State only the number of lines in the items below that contain the string "face". Case is significant.

Stored data
━━━━━━━━━━

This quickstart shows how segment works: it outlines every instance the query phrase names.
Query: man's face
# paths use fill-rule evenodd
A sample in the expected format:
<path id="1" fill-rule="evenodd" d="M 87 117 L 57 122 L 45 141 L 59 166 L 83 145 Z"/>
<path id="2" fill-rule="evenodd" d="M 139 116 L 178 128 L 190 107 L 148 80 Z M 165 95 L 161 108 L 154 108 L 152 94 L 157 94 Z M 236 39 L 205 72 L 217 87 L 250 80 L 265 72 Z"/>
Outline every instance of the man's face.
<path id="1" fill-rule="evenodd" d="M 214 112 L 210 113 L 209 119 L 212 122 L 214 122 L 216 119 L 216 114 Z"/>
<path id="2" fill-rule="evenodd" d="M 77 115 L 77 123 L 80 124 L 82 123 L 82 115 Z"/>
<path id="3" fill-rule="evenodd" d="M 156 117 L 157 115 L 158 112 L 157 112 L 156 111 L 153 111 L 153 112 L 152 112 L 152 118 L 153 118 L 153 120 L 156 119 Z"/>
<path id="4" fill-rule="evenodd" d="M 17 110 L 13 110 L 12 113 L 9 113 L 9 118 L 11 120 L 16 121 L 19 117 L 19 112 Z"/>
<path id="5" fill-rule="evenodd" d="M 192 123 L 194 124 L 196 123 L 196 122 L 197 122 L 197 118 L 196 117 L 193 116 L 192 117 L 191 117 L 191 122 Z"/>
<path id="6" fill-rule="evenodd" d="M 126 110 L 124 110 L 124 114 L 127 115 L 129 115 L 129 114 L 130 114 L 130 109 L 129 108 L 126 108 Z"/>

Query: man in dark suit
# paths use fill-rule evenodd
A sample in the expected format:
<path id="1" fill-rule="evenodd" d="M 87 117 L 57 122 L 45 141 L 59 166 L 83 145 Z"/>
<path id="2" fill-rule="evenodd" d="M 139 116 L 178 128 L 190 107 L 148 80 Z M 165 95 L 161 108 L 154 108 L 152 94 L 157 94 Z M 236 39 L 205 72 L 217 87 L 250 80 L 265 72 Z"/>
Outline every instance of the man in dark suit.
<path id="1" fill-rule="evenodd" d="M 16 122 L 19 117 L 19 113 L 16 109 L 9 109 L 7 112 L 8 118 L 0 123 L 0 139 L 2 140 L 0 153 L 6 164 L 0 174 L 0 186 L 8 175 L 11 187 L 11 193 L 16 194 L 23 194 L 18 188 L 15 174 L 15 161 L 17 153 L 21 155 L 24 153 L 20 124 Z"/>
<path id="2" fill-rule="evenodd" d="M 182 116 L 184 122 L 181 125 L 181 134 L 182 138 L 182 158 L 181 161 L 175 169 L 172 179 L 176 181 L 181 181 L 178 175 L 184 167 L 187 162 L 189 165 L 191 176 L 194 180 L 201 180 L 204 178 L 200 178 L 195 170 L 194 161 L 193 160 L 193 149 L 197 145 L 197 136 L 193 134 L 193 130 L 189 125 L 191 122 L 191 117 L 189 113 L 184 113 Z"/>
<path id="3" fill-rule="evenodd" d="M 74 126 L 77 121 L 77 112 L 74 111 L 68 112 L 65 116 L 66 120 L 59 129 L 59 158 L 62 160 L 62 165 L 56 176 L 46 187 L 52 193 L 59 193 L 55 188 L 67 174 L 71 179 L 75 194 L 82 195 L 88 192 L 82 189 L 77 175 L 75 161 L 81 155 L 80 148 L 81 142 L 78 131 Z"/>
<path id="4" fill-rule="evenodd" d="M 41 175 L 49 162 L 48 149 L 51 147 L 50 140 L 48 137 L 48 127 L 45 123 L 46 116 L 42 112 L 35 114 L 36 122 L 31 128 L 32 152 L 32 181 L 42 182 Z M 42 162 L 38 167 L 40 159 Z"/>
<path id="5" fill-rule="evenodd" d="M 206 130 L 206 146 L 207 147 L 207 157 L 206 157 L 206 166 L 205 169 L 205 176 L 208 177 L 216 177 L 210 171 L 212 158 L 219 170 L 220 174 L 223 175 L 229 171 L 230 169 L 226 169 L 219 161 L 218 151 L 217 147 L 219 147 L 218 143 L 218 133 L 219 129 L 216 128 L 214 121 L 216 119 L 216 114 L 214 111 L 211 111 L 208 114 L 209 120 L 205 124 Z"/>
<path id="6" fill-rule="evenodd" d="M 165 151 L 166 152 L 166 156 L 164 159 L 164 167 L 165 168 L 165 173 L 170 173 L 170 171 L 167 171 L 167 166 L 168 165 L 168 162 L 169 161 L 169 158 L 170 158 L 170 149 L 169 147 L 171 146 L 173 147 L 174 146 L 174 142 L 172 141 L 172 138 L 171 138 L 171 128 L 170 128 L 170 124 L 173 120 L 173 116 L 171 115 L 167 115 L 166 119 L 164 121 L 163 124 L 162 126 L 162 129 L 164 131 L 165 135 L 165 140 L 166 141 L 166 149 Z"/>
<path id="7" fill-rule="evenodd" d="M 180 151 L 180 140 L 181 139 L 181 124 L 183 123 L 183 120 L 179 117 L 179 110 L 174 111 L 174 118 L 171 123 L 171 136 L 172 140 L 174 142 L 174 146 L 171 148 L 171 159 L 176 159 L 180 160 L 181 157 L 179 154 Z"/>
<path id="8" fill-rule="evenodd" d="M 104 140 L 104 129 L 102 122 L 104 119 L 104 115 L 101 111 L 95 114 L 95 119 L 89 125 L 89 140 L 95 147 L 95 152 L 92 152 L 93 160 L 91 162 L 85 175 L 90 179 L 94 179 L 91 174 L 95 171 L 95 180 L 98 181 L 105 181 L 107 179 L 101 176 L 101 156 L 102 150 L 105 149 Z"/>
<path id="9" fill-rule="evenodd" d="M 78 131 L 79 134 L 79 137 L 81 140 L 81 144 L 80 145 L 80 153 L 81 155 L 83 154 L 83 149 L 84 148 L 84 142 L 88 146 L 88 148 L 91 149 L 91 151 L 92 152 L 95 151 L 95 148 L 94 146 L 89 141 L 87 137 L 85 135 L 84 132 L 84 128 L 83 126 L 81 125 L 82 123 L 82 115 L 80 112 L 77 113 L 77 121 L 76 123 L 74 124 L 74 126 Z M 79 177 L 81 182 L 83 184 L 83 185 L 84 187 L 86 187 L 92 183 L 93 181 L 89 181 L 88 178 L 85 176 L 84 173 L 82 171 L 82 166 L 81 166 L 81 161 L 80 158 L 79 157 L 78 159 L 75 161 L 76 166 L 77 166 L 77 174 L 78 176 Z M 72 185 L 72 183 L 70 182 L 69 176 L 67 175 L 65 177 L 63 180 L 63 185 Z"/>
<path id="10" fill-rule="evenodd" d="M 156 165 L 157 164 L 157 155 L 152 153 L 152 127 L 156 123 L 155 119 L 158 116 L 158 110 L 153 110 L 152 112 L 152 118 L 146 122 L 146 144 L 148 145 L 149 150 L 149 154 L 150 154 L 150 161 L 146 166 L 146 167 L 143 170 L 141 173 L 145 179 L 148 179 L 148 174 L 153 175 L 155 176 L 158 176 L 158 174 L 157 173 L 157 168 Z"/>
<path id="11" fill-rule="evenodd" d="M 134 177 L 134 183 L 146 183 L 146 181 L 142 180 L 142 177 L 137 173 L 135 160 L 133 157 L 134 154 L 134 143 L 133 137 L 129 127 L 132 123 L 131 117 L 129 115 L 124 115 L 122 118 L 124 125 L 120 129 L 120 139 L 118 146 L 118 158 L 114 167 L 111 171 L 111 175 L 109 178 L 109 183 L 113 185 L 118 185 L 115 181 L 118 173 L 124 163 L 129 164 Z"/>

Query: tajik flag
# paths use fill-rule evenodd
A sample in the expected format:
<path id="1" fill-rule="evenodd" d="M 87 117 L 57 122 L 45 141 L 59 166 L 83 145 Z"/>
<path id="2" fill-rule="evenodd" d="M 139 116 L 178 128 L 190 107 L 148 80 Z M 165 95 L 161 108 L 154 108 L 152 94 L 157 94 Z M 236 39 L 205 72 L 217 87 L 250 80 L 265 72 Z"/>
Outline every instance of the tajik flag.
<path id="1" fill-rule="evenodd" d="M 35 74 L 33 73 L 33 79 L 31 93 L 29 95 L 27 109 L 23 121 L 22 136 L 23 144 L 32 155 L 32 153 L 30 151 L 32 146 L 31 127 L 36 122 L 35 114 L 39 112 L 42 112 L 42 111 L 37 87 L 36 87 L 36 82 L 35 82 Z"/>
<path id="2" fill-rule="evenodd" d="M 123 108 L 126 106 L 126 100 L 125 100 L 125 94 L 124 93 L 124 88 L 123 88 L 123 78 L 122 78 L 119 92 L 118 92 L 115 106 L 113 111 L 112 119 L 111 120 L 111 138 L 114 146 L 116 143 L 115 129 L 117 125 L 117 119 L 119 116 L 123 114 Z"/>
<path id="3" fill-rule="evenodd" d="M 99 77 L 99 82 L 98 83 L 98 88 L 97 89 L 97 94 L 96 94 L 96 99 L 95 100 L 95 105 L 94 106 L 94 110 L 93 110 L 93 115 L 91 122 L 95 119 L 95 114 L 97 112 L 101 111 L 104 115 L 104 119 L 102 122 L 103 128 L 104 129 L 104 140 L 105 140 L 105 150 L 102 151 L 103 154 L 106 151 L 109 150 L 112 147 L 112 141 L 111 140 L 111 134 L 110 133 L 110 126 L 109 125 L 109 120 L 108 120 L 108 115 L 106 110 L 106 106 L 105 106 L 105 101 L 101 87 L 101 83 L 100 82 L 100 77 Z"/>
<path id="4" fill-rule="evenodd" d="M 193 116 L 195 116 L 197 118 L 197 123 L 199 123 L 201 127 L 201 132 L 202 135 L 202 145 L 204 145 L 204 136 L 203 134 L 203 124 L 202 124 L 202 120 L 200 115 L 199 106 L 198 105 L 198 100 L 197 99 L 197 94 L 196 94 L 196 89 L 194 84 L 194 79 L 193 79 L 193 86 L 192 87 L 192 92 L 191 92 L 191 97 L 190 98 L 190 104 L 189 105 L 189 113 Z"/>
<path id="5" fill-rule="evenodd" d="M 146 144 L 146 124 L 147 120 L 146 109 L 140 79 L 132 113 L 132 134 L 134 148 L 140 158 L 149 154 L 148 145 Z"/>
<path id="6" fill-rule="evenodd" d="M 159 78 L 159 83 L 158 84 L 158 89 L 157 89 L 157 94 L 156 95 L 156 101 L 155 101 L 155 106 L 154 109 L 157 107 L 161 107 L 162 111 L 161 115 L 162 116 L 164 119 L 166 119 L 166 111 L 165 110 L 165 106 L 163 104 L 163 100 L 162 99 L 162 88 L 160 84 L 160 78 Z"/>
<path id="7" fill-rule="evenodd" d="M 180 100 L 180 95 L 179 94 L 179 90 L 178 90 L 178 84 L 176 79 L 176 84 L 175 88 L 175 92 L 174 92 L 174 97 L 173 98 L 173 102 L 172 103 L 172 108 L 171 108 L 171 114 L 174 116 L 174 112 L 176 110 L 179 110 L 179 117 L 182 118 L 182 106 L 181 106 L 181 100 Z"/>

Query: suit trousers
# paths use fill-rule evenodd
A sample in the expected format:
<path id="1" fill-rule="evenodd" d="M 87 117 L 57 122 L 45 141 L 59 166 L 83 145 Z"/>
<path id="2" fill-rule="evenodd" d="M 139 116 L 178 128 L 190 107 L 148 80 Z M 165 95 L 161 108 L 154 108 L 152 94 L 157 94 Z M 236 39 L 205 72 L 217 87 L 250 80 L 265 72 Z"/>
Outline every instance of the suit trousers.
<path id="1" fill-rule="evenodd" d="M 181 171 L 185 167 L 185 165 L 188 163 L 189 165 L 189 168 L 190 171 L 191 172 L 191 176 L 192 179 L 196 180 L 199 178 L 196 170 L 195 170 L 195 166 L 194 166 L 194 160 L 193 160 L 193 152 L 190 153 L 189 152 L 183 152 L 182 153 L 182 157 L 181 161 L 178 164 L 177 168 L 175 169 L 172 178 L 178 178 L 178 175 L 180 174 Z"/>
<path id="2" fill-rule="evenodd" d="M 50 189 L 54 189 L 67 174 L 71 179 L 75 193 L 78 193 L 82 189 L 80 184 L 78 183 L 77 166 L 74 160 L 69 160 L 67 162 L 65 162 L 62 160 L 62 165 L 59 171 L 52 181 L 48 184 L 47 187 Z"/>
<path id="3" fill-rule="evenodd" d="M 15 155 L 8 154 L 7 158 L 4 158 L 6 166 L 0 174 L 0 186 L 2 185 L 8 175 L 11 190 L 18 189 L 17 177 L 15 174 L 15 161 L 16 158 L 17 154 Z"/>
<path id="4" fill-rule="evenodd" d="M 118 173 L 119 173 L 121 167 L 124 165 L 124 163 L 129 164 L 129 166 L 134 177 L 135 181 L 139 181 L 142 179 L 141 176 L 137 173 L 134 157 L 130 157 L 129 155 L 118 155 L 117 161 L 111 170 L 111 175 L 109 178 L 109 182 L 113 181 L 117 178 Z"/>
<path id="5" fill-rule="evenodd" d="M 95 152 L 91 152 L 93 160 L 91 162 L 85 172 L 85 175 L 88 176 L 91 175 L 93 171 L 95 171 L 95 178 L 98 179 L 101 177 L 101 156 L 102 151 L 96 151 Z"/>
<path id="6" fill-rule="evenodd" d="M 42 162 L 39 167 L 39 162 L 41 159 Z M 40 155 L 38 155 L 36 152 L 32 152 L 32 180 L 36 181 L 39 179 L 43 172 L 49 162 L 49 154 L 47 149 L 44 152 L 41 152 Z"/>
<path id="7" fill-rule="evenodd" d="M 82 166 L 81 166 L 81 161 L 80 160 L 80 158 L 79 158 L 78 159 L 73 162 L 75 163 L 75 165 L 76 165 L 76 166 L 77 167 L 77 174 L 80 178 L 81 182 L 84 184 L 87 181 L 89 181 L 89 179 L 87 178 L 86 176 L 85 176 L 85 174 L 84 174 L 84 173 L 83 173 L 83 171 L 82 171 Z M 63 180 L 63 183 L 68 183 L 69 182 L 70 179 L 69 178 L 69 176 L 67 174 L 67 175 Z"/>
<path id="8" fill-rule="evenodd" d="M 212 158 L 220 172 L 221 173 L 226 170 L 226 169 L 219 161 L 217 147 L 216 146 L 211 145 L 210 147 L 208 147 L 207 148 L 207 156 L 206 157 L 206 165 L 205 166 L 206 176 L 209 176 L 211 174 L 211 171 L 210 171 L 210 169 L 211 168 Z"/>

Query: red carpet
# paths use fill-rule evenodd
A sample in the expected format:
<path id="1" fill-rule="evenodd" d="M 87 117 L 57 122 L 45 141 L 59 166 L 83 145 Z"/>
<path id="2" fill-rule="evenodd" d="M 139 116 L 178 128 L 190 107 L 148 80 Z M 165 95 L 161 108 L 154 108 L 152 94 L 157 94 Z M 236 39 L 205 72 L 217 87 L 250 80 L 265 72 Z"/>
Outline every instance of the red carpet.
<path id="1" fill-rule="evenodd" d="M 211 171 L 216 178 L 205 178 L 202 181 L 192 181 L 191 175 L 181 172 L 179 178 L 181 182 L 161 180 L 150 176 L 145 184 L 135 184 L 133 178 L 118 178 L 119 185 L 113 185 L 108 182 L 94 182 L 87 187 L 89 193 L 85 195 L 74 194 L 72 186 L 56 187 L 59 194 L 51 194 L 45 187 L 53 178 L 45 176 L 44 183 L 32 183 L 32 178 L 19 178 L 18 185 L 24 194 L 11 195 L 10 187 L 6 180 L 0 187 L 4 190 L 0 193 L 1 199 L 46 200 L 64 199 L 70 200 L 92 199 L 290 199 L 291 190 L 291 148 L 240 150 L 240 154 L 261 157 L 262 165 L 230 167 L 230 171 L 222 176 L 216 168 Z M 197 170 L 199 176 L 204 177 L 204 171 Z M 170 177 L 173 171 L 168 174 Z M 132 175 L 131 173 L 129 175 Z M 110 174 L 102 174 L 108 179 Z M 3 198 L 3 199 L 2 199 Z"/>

━━━━━━━━━━

__The reply__: 2